* _EXERCISE_:
Transcribe word for word the lines of the records below, from the line containing "the tree, returned" to the line containing "[[489, 101], [328, 9], [290, 12], [133, 31], [501, 17]]", including both of those lines.

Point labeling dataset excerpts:

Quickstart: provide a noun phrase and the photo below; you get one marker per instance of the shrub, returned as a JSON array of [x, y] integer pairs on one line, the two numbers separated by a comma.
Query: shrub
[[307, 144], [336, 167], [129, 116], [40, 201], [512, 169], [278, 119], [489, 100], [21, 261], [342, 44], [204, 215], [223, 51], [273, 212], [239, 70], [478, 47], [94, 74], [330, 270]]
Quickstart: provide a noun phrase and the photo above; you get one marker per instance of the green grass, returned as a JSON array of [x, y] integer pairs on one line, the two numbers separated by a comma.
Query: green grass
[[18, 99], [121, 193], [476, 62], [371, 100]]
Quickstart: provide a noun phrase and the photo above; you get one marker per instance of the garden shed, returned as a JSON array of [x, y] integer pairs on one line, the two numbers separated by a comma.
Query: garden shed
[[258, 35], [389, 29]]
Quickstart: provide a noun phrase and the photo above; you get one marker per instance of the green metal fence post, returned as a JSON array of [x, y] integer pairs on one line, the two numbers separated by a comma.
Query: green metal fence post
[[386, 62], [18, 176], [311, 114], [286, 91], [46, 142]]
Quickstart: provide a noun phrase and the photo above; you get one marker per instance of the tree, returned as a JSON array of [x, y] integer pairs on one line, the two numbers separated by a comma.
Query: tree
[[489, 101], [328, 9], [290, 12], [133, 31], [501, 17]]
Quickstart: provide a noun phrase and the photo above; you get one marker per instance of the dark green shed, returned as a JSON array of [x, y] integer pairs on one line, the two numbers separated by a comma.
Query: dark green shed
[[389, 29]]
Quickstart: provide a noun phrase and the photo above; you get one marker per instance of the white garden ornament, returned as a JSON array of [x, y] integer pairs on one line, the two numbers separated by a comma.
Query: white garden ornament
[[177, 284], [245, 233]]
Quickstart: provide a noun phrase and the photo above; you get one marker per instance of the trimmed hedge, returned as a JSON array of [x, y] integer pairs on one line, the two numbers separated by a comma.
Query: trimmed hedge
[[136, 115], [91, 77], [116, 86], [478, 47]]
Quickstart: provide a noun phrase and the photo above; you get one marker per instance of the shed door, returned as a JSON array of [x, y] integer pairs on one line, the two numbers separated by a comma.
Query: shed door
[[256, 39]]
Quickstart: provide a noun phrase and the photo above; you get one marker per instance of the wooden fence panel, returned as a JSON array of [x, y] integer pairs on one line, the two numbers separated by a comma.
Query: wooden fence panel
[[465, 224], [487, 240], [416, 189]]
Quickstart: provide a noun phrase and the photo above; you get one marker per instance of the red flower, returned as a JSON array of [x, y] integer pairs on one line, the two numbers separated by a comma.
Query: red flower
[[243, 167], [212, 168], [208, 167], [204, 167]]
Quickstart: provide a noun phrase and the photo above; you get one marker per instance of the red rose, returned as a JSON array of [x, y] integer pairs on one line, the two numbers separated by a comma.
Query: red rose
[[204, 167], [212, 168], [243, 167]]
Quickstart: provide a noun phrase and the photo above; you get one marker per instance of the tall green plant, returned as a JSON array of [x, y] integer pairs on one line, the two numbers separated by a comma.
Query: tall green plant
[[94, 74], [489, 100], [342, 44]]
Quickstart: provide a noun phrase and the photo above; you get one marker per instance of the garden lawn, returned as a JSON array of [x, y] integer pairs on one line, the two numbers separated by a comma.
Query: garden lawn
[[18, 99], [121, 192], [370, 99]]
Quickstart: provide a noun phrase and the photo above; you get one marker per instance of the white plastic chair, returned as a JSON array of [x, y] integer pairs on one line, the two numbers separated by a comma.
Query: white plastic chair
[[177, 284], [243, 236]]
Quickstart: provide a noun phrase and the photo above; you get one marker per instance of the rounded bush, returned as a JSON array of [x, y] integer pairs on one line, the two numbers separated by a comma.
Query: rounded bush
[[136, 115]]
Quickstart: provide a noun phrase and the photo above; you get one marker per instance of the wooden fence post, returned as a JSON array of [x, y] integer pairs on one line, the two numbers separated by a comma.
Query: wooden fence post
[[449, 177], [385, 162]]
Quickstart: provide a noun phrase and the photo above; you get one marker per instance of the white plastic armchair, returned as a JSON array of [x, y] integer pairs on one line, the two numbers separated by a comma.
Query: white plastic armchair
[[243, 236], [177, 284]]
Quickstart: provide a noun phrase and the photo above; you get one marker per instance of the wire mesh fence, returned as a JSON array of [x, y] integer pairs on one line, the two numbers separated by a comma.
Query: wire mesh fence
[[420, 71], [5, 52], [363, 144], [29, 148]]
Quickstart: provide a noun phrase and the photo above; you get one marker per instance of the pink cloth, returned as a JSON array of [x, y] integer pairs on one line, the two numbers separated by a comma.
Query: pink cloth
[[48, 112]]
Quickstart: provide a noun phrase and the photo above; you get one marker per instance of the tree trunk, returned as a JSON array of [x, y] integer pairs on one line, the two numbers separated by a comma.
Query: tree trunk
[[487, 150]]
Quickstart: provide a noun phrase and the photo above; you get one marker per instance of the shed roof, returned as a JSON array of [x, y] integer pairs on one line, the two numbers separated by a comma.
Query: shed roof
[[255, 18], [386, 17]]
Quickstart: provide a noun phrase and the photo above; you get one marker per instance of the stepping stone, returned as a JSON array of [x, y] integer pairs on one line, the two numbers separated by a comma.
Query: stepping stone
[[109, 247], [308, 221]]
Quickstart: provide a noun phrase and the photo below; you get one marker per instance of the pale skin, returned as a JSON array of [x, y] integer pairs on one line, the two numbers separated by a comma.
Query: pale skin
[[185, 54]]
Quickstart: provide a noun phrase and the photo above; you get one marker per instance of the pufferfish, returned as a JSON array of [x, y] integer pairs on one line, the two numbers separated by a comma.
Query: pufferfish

* _RESPONSE TO THIS TASK_:
Quickstart: provide a noun phrase and the photo above; you get one marker per instance of the tree, returned as a JSON array of [x, y] integer pairs on one line, the two numbers separated by a comma.
Query: tree
[[489, 101], [328, 9], [290, 12], [133, 31], [501, 17]]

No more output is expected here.